__WHAT THE TASK ASKS__: In the entries below, find the line containing "point: the low". Copy it and all lines after it, exactly, through the end.

__EXTRACTED DATA__:

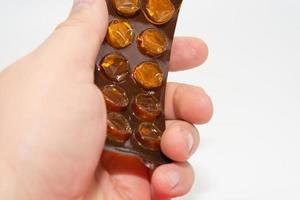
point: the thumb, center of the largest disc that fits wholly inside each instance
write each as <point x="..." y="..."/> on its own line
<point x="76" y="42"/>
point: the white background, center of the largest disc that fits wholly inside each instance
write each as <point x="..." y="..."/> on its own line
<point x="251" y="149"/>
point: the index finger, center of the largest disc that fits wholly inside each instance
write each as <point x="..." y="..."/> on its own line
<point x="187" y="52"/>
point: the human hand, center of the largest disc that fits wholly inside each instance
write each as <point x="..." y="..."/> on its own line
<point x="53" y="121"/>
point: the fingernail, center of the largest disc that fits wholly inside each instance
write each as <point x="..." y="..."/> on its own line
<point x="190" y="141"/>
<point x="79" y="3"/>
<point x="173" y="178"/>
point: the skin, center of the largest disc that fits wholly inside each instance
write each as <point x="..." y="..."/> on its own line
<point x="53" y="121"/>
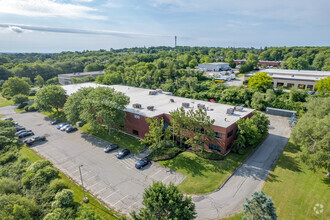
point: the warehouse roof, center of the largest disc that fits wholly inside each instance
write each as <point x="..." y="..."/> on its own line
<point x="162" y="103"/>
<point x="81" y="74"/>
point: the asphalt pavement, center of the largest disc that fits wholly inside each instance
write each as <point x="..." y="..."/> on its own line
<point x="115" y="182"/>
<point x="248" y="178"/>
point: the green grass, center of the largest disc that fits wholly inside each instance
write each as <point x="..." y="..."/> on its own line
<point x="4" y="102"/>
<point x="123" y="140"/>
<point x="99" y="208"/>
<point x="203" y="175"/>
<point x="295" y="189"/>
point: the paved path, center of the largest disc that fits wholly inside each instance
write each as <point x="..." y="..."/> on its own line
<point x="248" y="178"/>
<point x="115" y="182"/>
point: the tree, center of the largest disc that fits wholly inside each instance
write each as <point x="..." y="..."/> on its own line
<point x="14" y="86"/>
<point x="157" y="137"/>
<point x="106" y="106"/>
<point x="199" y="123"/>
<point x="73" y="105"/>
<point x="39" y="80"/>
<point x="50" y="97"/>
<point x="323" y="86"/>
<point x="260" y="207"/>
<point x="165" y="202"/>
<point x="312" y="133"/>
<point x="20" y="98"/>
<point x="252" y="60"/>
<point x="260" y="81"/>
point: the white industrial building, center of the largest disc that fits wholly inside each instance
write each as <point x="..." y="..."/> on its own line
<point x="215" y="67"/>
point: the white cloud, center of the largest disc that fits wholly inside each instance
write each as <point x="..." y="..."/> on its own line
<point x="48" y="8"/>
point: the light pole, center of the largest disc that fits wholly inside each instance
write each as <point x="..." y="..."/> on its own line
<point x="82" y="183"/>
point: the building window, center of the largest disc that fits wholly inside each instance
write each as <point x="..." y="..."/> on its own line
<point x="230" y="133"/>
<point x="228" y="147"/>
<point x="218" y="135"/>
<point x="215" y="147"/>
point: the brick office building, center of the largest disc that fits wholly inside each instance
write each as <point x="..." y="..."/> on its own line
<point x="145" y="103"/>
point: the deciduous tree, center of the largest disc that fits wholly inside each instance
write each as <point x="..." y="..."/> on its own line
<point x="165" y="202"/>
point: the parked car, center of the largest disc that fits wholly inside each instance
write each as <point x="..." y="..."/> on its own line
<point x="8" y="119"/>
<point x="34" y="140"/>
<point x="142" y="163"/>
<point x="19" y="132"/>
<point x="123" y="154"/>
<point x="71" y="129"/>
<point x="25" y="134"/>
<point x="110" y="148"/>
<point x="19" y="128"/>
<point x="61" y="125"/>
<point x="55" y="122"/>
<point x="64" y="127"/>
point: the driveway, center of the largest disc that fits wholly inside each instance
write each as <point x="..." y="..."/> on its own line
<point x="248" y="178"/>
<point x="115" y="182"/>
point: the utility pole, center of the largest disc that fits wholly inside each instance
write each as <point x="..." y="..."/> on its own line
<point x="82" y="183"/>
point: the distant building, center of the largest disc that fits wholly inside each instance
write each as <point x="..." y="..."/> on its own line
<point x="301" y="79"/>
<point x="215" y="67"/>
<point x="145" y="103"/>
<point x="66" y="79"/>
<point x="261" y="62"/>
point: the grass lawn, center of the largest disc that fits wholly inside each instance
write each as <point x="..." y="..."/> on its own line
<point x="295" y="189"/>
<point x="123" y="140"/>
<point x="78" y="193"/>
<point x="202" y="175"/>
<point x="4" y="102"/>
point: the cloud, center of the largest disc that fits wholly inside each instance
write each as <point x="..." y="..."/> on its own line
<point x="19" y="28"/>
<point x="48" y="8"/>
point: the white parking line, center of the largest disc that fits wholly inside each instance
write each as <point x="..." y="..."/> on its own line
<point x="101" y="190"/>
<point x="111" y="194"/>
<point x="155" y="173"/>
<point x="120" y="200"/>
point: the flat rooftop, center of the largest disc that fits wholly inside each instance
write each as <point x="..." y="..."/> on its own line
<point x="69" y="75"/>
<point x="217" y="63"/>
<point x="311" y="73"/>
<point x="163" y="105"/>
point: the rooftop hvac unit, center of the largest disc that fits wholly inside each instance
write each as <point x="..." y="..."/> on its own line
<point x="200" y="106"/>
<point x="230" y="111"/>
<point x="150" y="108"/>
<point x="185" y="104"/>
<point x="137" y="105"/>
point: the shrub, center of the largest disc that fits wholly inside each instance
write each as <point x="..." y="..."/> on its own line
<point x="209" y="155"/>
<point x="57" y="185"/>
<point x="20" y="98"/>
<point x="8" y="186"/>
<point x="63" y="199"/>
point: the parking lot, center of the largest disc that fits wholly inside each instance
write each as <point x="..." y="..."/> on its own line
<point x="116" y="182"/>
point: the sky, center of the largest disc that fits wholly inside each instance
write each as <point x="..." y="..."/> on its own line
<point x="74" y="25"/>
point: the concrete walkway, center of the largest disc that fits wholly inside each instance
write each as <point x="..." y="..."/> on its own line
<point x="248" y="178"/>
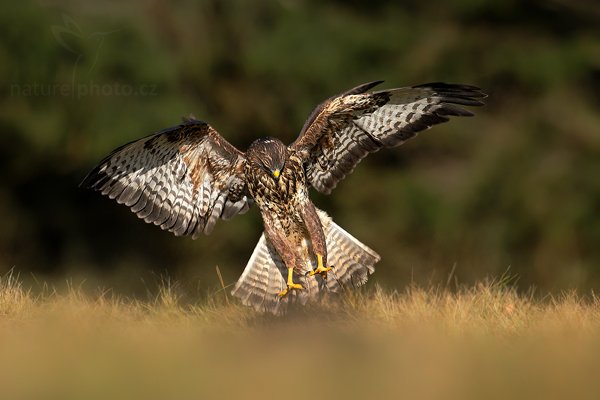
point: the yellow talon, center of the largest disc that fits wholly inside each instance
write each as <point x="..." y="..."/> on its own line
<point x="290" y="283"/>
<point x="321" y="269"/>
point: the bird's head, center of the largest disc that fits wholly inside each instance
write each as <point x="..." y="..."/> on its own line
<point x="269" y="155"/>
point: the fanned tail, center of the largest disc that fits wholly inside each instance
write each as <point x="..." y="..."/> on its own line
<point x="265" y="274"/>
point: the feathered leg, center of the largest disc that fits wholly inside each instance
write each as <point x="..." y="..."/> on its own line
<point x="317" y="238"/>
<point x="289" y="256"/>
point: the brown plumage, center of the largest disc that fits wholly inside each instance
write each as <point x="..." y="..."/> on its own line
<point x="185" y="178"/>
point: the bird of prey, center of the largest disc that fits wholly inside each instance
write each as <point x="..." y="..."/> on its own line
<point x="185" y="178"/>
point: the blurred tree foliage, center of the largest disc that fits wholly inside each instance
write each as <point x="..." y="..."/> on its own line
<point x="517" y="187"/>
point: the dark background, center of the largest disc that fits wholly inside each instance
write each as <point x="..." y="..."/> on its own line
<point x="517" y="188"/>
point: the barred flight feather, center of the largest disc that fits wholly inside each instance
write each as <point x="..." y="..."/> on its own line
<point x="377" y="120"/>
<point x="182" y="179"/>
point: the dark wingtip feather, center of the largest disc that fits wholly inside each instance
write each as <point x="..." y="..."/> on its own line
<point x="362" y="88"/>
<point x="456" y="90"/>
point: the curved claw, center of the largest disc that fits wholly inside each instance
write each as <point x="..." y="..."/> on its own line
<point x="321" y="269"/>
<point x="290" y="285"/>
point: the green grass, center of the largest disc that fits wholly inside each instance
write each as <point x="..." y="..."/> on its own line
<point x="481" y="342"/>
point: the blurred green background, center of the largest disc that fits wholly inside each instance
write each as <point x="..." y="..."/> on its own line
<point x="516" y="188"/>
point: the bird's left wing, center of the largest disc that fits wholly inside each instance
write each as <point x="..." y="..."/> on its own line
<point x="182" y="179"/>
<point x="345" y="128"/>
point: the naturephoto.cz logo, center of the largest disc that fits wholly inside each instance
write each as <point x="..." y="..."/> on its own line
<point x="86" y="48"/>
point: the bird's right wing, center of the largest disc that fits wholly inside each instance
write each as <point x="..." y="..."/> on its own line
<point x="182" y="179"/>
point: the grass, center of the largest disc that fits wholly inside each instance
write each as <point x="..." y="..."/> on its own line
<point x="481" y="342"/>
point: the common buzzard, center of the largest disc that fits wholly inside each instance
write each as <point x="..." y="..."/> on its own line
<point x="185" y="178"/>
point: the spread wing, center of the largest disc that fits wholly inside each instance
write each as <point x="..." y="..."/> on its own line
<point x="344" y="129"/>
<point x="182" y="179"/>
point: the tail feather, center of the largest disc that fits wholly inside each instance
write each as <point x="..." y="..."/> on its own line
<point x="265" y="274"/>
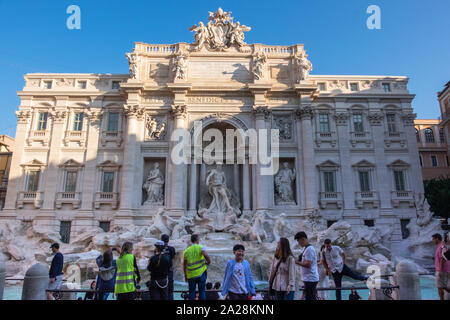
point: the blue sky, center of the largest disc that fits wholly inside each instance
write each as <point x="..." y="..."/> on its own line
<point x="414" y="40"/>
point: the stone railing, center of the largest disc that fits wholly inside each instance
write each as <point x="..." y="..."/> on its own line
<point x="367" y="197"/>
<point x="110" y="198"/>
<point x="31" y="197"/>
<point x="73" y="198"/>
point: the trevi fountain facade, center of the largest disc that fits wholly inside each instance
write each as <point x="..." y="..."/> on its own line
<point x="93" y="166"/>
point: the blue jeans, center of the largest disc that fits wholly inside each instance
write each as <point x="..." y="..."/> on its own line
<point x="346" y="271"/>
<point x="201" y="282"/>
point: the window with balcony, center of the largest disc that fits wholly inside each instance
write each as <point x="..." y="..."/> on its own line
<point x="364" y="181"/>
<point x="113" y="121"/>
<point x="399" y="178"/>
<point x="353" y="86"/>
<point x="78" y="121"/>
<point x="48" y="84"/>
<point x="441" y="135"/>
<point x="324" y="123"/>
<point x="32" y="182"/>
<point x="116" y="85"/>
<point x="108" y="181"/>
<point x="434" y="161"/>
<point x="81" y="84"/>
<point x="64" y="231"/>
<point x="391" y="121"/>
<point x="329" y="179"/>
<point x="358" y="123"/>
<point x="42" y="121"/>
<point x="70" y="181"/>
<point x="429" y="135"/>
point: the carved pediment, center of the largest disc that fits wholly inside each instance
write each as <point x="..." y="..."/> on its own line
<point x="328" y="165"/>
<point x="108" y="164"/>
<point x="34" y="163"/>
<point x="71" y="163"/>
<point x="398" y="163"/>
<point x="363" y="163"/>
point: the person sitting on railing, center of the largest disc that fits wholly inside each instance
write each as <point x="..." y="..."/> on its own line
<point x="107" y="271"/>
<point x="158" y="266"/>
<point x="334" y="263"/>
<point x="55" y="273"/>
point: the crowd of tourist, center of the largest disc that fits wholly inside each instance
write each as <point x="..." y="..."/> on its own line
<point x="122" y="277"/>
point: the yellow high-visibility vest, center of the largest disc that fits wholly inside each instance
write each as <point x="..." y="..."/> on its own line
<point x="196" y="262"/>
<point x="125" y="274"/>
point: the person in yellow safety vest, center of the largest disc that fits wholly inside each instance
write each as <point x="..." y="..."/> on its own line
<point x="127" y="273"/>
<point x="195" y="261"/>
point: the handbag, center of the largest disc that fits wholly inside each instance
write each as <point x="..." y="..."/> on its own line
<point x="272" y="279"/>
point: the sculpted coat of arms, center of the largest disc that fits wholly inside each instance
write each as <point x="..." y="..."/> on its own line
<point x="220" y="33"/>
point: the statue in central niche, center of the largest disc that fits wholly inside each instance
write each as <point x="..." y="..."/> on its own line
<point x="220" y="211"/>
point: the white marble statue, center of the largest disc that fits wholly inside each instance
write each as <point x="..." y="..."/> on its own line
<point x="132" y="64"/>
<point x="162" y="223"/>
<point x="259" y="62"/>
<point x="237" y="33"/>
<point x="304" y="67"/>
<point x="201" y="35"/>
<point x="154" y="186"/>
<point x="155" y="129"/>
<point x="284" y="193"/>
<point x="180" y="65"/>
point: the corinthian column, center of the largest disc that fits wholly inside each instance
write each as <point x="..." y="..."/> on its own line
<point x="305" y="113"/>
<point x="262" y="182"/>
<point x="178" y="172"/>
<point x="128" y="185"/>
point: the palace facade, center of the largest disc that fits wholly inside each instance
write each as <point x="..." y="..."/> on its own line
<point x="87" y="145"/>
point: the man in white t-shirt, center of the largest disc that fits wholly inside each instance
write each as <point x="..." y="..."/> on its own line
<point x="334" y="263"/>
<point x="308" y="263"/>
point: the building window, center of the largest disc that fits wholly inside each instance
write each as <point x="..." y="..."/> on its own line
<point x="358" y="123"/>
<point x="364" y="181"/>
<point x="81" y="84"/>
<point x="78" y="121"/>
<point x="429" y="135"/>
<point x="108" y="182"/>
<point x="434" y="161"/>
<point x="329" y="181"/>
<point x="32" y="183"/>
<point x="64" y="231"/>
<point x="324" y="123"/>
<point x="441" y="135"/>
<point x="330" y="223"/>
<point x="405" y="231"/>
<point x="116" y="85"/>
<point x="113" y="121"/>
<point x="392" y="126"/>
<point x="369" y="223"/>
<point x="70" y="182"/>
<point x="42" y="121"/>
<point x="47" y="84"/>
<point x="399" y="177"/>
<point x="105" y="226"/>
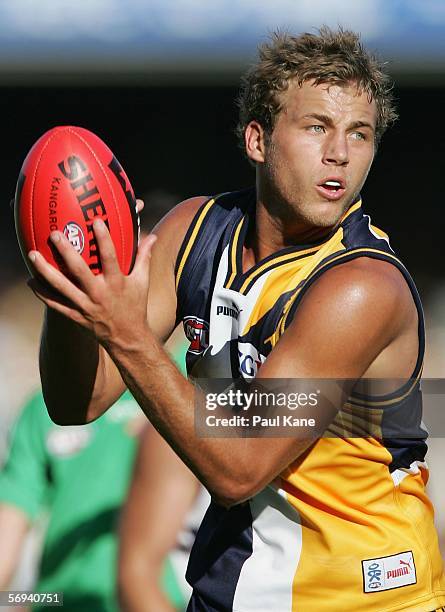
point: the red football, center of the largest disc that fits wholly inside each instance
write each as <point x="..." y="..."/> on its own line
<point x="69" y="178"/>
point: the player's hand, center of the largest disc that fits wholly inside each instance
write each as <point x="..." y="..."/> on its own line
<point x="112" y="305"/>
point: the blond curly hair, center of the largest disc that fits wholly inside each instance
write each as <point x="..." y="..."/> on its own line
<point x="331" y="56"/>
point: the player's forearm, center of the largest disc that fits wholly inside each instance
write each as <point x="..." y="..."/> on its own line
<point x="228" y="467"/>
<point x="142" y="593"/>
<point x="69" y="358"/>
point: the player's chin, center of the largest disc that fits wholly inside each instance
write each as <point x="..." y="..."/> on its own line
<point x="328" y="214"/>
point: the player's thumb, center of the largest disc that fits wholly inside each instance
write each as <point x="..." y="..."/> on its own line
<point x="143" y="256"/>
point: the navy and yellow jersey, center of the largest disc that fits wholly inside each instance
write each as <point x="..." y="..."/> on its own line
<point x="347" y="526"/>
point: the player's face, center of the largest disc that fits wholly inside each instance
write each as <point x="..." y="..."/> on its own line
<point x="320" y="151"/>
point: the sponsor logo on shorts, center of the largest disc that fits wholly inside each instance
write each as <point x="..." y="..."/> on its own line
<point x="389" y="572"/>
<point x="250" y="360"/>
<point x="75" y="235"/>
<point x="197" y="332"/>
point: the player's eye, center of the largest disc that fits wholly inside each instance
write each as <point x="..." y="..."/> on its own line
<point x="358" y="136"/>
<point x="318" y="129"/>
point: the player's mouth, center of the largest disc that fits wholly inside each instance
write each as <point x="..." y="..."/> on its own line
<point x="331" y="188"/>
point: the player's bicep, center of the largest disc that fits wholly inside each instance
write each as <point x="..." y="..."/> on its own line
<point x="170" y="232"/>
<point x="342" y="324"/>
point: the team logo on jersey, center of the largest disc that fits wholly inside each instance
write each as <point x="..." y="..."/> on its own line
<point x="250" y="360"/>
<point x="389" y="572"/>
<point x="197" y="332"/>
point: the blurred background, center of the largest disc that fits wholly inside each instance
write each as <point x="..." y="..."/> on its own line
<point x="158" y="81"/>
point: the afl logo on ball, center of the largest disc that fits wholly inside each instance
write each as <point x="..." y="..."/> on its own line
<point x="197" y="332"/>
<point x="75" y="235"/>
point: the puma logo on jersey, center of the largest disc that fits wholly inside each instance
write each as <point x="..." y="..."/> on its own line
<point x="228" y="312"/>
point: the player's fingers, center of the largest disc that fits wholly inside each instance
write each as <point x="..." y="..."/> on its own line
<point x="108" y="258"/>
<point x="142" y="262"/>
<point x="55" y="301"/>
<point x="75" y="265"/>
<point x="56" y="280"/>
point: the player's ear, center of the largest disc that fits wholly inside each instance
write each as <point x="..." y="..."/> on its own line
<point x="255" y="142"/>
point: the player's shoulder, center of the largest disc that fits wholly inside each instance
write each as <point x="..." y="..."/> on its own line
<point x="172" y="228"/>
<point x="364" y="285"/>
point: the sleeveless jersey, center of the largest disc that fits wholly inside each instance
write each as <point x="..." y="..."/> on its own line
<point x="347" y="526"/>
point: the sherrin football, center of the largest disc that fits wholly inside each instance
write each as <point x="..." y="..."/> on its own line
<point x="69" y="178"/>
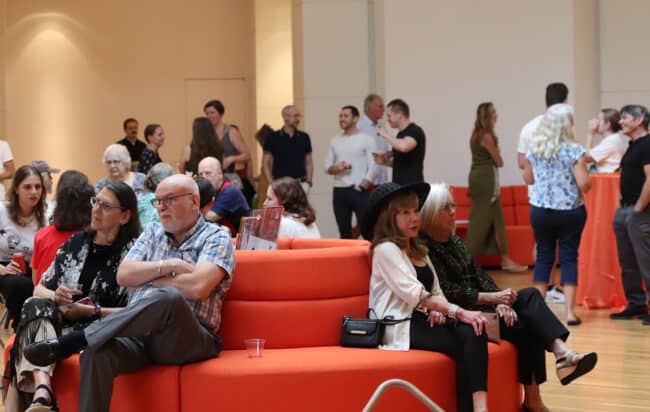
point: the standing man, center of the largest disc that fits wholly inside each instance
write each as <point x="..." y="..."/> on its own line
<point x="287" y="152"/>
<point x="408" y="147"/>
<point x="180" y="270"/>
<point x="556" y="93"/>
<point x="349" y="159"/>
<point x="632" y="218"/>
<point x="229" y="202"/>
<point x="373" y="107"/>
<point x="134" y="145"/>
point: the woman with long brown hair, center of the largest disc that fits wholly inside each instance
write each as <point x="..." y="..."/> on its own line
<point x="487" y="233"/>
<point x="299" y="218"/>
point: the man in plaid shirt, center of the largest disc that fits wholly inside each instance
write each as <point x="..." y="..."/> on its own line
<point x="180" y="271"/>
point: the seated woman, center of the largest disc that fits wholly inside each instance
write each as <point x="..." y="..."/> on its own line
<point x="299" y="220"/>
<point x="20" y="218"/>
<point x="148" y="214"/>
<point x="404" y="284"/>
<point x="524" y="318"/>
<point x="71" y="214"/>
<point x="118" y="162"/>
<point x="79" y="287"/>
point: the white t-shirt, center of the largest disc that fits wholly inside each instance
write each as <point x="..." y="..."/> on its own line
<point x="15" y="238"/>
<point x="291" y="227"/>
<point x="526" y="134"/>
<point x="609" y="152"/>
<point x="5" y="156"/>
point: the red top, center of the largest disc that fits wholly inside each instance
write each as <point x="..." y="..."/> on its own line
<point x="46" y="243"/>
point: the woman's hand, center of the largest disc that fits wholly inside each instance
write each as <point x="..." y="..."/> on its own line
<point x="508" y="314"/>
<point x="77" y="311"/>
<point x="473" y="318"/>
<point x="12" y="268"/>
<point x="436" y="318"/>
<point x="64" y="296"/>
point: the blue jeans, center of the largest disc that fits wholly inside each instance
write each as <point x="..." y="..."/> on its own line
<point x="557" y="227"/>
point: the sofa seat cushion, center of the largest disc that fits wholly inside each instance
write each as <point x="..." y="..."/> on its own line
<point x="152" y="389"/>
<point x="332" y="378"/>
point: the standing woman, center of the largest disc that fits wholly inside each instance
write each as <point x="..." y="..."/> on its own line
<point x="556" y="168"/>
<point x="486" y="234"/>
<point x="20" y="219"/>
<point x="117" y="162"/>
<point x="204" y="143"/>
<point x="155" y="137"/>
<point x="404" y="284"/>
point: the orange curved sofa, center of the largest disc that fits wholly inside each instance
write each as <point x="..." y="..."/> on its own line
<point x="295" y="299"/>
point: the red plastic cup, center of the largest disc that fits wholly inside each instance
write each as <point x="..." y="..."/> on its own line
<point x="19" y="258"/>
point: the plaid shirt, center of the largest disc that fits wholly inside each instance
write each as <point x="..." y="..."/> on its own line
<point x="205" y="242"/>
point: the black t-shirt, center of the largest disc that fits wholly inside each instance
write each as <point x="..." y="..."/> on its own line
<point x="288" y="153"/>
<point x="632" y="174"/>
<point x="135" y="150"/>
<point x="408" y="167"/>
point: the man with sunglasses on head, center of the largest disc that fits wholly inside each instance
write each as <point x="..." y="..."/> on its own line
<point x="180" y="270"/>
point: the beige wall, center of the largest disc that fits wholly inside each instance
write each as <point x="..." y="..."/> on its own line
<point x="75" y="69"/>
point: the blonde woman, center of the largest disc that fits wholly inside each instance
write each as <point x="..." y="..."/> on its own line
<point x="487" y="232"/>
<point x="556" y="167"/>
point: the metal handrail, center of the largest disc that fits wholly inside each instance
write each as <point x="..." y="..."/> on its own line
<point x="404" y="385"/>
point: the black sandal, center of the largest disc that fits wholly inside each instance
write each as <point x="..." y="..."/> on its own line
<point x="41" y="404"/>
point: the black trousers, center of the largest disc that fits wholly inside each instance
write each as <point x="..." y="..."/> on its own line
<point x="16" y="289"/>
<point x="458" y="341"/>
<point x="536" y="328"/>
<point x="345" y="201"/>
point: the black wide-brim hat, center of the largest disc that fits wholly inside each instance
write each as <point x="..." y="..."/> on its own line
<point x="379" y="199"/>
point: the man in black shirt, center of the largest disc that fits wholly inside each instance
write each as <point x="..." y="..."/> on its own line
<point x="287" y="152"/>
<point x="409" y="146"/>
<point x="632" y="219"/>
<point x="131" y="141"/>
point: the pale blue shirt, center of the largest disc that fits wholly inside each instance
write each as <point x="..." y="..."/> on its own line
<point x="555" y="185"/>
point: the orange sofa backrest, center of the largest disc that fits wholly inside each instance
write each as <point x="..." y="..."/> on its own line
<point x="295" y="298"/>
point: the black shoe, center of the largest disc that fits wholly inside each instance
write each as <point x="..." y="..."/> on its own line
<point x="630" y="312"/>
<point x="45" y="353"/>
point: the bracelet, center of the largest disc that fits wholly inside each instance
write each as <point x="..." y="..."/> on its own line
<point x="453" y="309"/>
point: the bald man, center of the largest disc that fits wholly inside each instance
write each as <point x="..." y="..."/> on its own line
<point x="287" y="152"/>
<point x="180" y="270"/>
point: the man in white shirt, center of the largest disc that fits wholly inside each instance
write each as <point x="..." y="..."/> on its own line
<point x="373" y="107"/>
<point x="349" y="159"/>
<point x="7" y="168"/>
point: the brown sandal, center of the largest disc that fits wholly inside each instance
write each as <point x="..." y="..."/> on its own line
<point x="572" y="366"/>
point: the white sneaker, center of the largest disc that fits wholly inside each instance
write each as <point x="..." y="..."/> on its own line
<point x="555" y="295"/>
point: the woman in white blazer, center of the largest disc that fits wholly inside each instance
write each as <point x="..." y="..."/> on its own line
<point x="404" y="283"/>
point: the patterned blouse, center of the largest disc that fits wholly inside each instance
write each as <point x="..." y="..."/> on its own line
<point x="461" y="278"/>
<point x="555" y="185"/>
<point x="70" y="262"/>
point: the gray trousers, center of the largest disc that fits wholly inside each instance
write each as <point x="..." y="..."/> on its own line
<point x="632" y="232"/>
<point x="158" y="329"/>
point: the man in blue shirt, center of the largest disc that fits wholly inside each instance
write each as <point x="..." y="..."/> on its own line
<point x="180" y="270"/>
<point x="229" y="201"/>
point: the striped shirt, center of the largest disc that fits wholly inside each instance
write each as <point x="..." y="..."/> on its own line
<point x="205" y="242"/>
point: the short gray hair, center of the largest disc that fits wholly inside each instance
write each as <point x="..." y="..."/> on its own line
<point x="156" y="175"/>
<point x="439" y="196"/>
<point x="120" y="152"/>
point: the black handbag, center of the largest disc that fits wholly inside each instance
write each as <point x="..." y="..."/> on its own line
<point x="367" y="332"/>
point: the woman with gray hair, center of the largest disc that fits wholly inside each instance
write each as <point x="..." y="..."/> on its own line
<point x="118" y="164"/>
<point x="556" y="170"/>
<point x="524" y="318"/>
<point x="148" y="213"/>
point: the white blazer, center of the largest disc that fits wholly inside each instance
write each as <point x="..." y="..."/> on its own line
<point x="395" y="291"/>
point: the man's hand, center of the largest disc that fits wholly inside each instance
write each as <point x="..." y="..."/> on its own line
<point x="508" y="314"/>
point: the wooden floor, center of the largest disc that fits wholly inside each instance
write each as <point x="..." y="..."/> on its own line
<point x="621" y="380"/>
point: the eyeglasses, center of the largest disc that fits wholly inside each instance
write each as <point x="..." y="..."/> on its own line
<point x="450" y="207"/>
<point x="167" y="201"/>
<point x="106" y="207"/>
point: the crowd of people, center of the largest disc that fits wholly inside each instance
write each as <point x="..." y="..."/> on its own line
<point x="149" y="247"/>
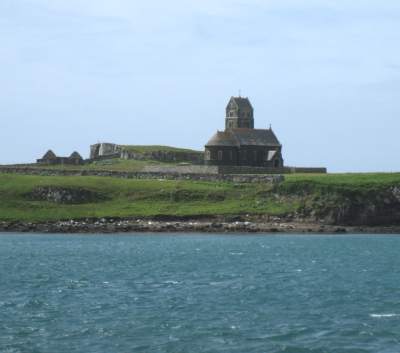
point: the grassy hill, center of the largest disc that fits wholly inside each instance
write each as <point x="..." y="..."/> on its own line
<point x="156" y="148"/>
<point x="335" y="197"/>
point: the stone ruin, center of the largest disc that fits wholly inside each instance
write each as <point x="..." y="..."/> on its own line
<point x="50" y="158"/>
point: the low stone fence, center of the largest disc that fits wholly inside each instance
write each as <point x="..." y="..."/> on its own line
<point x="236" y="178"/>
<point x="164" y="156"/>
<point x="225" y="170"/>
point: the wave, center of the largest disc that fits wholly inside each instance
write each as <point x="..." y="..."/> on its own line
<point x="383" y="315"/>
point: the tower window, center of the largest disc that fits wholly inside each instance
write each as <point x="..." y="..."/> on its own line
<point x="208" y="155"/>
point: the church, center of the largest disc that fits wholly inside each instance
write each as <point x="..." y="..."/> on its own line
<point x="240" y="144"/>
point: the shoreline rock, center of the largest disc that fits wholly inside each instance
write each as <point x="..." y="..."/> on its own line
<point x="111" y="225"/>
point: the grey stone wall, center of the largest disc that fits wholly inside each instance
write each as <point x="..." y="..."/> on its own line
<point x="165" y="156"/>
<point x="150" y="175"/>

__OUTPUT BELOW__:
point: the low stone fence, center of the largest disc that fits wholly inside each instance
write each as <point x="..." y="..."/> on its own line
<point x="236" y="178"/>
<point x="164" y="156"/>
<point x="225" y="170"/>
point: the wave, center of the largest disc that fits wholly inside each instance
write each as <point x="..." y="..."/> on its own line
<point x="383" y="315"/>
point: the tower window, center of the largest disc that fits wholly inside each instance
write each as <point x="..." y="..."/> on its own line
<point x="208" y="155"/>
point: the church, center of the largest disc that fits wholly inside each instance
write each as <point x="..." y="..."/> on its own line
<point x="240" y="144"/>
point: the shoreline rock, center of the largest disc that fits wholly inside each instance
write each as <point x="..." y="..."/> on its own line
<point x="111" y="225"/>
point: the grey stone wall, center of the largest disc that fits wholly inside each instance
write each as <point x="..." y="..."/> on its own line
<point x="165" y="156"/>
<point x="150" y="175"/>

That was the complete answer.